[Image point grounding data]
※ ※ ※

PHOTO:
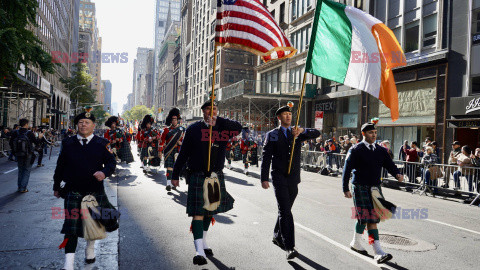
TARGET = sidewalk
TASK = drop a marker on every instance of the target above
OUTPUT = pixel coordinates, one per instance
(29, 235)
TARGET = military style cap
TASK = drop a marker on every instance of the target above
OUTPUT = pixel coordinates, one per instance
(285, 108)
(111, 120)
(84, 115)
(368, 126)
(208, 103)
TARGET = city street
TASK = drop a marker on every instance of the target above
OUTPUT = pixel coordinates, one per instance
(154, 228)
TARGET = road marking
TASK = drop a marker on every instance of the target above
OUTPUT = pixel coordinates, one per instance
(325, 238)
(453, 226)
(10, 171)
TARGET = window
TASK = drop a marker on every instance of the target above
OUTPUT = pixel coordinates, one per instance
(476, 21)
(476, 85)
(429, 30)
(411, 36)
(282, 13)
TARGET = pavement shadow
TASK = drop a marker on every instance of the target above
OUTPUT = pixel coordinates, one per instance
(237, 181)
(296, 266)
(219, 264)
(311, 263)
(180, 198)
(8, 198)
(223, 219)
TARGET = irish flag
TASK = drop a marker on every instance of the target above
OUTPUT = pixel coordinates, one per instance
(352, 47)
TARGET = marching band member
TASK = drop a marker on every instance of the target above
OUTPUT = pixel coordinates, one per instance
(170, 143)
(204, 201)
(276, 151)
(365, 160)
(148, 143)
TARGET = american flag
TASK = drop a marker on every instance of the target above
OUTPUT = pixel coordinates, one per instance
(248, 25)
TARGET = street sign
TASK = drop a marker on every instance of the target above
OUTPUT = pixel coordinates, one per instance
(319, 120)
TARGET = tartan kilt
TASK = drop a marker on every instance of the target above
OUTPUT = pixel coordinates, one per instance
(144, 152)
(195, 200)
(73, 201)
(125, 153)
(170, 160)
(364, 209)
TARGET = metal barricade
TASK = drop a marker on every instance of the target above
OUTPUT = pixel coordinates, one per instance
(438, 177)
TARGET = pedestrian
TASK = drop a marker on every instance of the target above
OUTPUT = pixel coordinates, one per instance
(247, 145)
(170, 143)
(22, 143)
(276, 151)
(83, 164)
(411, 161)
(195, 153)
(366, 160)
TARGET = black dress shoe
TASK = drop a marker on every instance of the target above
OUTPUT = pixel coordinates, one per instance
(199, 260)
(291, 254)
(383, 258)
(279, 243)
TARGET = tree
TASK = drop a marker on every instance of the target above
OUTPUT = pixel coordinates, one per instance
(137, 113)
(18, 44)
(79, 83)
(100, 115)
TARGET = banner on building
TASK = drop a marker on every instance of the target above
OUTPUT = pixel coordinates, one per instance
(319, 120)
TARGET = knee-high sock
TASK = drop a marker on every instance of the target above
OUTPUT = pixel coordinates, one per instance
(359, 228)
(197, 230)
(206, 225)
(69, 261)
(71, 246)
(90, 249)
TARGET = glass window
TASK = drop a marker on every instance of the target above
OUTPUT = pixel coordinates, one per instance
(411, 36)
(476, 85)
(429, 30)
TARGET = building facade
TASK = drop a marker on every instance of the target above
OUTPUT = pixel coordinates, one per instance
(42, 98)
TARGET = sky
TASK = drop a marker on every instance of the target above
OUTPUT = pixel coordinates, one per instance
(124, 25)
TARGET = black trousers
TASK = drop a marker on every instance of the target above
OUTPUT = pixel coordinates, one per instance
(284, 228)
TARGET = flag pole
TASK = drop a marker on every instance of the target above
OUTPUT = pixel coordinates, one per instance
(212, 99)
(298, 118)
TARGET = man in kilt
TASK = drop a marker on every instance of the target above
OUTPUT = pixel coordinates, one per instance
(119, 143)
(247, 145)
(194, 153)
(148, 143)
(170, 142)
(229, 152)
(83, 164)
(276, 151)
(365, 160)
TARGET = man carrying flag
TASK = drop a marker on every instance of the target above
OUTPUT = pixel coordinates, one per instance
(352, 47)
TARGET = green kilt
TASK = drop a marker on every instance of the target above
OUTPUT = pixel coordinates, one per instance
(195, 200)
(125, 153)
(170, 160)
(73, 204)
(364, 209)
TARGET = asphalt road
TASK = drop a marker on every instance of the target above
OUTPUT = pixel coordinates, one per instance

※ ※ ※

Your reply should hold every line above exactly as written and none of the pictures.

PHOTO:
TARGET = sidewalk
TASK = drop a marker on every instance of the target above
OUTPUT = pixel coordinates, one per instance
(29, 235)
TARGET = military style cap
TASK = drop a marker on every instance of the target above
OUTPUT = pixel coordinates, one per instance
(285, 108)
(111, 120)
(84, 115)
(368, 126)
(208, 103)
TARGET = city street
TASK = drop a marker on every instance of the target above
OUTPUT = pixel coordinates, one per instance
(154, 228)
TARGET = road marking
TASK = drop a marker on every instance of the target above
OUTPUT = pixel coordinates, one per instance
(325, 238)
(453, 226)
(10, 171)
TARGET = window
TASK = drop a marker on every instance of the target above
OUTPUT = pixel coordinates, one per instance
(476, 21)
(476, 85)
(429, 30)
(411, 36)
(282, 13)
TARGET = pavement shadow
TASK = drop a marker on every instance of the target above
OUTPUT = pixel coordinates, one per instance
(237, 181)
(296, 266)
(219, 264)
(311, 263)
(180, 198)
(8, 198)
(223, 219)
TARGET = irish flag
TASK = drop a marker on every instance of the target above
OUTPUT = pixel coordinates, one per instance
(352, 47)
TARGET = marching band member
TASK = drop a marker on every instance of the target above
OUTPUT = pixel coordinates, one per instance
(170, 143)
(204, 201)
(276, 151)
(365, 160)
(148, 143)
TARGET = american flag
TASK = drop a marker on every instance of the target above
OUTPUT = pixel coordinates, one per instance
(248, 25)
TARGET = street sign
TASK = drop a marker on every instance of the target above
OUTPUT = pixel coordinates, one per instance
(319, 120)
TARGET = tartan kilt
TASK = drop a marker on every instance of the target above
OUTPUT = pixel coordinates, one per instance
(144, 152)
(195, 200)
(73, 201)
(125, 153)
(170, 160)
(364, 209)
TARGET = metal barricade
TASK = drop a marker on every instance of the target above
OUTPUT = pixel coordinates, one per instance
(438, 177)
TARGET = pedestrian
TASK = drop a marker on every instance of the target above
OUTPUT = pixel coordinates, one per instance
(247, 145)
(170, 143)
(22, 143)
(276, 151)
(83, 164)
(411, 161)
(195, 153)
(366, 160)
TARGET = black dress shoe
TASK = drop a marker on every instance of the target above
OUTPUT = pixel coordinates, one per instance
(199, 260)
(291, 254)
(383, 258)
(279, 243)
TARGET = tree
TASK = drop a marker on every instance of the target above
OUTPUT = pixel coordinates, one per instance
(137, 113)
(18, 44)
(79, 83)
(100, 115)
TARGET = banner on building
TASK = drop a marker on every instance of the target above
OUTPUT = pixel coordinates, one per instance
(319, 120)
TARGET = knee-high sock
TASK = drop a marker on every instance of the target above
OUTPUT = pixel coordinates, one per instance
(359, 228)
(197, 230)
(206, 225)
(69, 261)
(71, 246)
(90, 249)
TARGET = glass window
TASK = drop a marker on every instance of the target above
OUTPUT = pixel coordinates, one per instance
(411, 36)
(476, 85)
(429, 30)
TARGET = building facade
TASK = drop a marker on every instance of the target above
OUTPUT = pixel coordinates, one per instance
(42, 98)
TARGET = sky
TASK = drop a marker on every instance of the target above
OUTPUT = pixel coordinates, one per instance
(124, 25)
TARGET = black trousers
TASK = drop a marker on every instance of the target above
OUTPUT = pixel coordinates, one per instance
(284, 228)
TARGET = flag pole
TASK = drop a marker on every instance of the target above
OUTPUT = pixel coordinates, one per instance
(212, 99)
(298, 118)
TARGET = man in kilt
TASK = drop a marker on every instance of the target above
OUTPUT = pixel coordinates, one per instance
(119, 143)
(247, 145)
(194, 153)
(148, 143)
(170, 142)
(229, 152)
(83, 164)
(276, 151)
(365, 160)
TARGET = man carrying flag
TASK = drop a marker on every instance of the target above
OUTPUT = pixel coordinates, one per instance
(352, 47)
TARGET = green kilt
TASK = drop a marker on every instance of the target above
OUTPUT = pixel coordinates, one per instance
(195, 200)
(125, 153)
(170, 160)
(73, 204)
(364, 209)
TARGET = asphalt road
TASK = drop a marker on every instance of the target above
OUTPUT = pixel coordinates, one per instance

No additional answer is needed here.